*** Given records Section Begins ***
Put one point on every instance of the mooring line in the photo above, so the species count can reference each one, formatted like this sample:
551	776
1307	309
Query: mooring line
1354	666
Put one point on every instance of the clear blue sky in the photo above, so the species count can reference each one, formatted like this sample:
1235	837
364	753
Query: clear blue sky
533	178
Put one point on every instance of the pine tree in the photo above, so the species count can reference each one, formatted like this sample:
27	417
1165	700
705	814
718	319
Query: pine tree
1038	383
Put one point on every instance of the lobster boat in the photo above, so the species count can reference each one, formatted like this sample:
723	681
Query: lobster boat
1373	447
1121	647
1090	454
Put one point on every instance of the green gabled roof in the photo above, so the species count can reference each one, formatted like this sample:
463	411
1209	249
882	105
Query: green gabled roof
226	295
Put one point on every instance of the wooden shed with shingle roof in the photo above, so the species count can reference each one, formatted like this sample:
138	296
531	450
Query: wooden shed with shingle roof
*** Given records Section Ends ***
Retype all of the material above. Do not alter a single word.

Result
Put one point on every instance of the mooring line in the photo above, so the species count can reference each one, formatted like this sample:
551	776
1307	309
Query: mooring line
1354	666
Put one point on every instance of the clear blue sky in the photo above, so the species count can reference each one, formatted like this sample:
1235	837
364	753
Query: clear blue sky
533	178
Put one point on every instance of the pine tree in the photo above, so the species count can reference each one, formatted like this sample:
27	417
1165	700
705	814
718	319
Query: pine tree
1038	383
Put one point on every instance of the lobster boat in the photo above, so the species count can reference each one, formatted like this sample:
723	681
Query: lobster boat
1373	447
1121	647
1090	454
Put one point on every instance of the green gabled roof in the photo above, so the species count can reference each one, formatted like this sample:
463	411
1209	249
882	105
Query: green gabled roof
226	295
Put one point on every instance of the wooden shed with shingle roof in the photo above, so the species count can reference each one, formatted like this sample:
138	296
531	450
Query: wooden shed with shingle roof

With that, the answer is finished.